— Start Text —
$a^m=b^m$ and $a^n=b^n$ imply $a=b$ Let $D$ be an integral domain and let $a^m=b^m$ and $a^n=b^n$ where $m$ and $n$ are relatively prime integers, $a,b \in D$. 
How do I show $a=b$?
 A: I came across a similar problem but with the condition that $m$ and $n$ are positive coprime integers. The following is my solution. 
If $a=0$, then $b^m=a^m=0$. It follows that $b=0=a$ since $D$ is an integral domain.
If $a \ne 0$, since gcd(m,n)=1, $\exists s, t\in \mathbb z $ such that $1=sm+tn$. Because $ m, n>1$, $s,t \in \mathbb z$ and $1 = sm + tn$, we have either $s>0, t<0$ or $t>0, s<0$ (Otherwise we cannot have $1=sm+tn$).
— End Text —
## Prompt A
According to the thread, what kind of ring is D?
## Prompt B
List every letter the thread uses to name a quantity or structure, leaving out the one that stands for the integers.
## Prompt C
Continue the thread on showing that a equals b from where it stops.
You do not need the saved entries for any of this work.
— Start Extracted records —
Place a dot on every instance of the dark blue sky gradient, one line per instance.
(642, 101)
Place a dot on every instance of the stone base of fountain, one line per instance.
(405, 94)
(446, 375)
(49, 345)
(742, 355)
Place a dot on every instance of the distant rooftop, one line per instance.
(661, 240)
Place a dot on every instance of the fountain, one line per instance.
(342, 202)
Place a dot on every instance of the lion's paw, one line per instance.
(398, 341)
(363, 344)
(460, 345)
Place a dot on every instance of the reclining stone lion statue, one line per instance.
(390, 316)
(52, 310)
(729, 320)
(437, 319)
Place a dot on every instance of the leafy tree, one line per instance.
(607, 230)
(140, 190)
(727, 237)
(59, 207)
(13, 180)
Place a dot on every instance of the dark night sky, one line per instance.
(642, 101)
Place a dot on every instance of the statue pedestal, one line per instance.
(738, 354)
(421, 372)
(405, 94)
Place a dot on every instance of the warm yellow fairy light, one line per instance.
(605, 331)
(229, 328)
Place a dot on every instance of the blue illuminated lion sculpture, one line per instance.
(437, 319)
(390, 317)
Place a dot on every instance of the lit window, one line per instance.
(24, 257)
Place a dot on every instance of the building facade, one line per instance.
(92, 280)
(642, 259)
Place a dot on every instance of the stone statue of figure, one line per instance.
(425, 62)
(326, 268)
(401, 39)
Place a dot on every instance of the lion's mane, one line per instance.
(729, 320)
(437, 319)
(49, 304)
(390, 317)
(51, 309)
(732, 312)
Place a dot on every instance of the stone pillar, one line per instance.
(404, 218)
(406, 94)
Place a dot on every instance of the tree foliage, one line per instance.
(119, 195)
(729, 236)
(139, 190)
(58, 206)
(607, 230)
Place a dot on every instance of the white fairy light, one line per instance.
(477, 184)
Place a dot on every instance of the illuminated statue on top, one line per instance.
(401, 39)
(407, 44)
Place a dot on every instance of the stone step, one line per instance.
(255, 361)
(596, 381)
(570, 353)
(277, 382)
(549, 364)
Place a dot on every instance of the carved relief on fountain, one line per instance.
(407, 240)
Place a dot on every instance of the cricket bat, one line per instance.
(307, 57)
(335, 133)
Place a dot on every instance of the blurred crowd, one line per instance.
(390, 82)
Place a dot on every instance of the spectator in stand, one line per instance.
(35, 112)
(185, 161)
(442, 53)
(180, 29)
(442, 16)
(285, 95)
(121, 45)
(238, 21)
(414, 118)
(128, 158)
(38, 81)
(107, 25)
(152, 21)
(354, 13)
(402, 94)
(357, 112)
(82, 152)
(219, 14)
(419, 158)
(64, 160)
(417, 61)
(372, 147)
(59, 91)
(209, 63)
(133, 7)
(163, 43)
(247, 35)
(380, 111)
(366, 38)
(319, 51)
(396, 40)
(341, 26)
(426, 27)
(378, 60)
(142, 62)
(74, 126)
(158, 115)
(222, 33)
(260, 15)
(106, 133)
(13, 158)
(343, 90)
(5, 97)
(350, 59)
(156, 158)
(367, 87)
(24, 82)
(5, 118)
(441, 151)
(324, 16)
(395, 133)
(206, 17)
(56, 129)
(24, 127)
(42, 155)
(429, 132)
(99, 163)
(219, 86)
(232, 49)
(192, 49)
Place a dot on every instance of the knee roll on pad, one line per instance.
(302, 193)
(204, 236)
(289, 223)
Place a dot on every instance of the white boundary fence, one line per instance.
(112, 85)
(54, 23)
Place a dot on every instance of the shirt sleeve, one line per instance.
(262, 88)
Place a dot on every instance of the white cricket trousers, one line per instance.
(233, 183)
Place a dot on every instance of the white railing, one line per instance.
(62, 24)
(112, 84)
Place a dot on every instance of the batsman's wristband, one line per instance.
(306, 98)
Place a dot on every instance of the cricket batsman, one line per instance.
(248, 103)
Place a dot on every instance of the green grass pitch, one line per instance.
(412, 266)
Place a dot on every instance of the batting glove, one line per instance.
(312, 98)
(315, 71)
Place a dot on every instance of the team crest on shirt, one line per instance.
— End Extracted records —
## Written response A
D is an integral domain.

## Written response B
a, b, D, m, n, s, t

## Written response C
Let's assume $s>0, t<0$. Then $-t>0$. From $a^m = b^m$, we have $(a^m)^s=(b^m)^s$. From $a^n=b^n$, we have $(a^n)^{-t}=(b^n)^{-t}$. We can factor out as follows.
$$a^{-tn}(a^{sm+tn})=b^{-tn}(b^{sm+tn})$$ 
$$a^{-tn}(a^{sm+tn})=a^{-tn}(b^{sm+tn})$$
$a^{-tn} \ne 0$ since $a \ne 0$ and $a$ is in an integral domain. We can cancel $a^{-tn}$ on both sides.Then we get $a^{sm+tn}=b^{sm+tn}$, i.e. $a^1=b^1$.
The proof for the case where $s<0, t>0$ is similar.
A: No generality is lost by supposing $m < n$.  So $a^n=b^n$ implies $a^{m+(n-m)}=b^{m+(n-m)}$, or $a^ma^{n-m}=b^mb^{n-m}$.  In integral domains, there's a cancellation property, so $a^{n-m}=b^{n-m}$.
The pair $(m,n)$ has now been replaced by the pair $(m,n-m)$.  If you iterate that process, replacing the pair you've got with the pair consisting of the larger of the two and the difference---the larger minus the smaller, that's Euclid's algorithm.  It ends when you reach the gcd.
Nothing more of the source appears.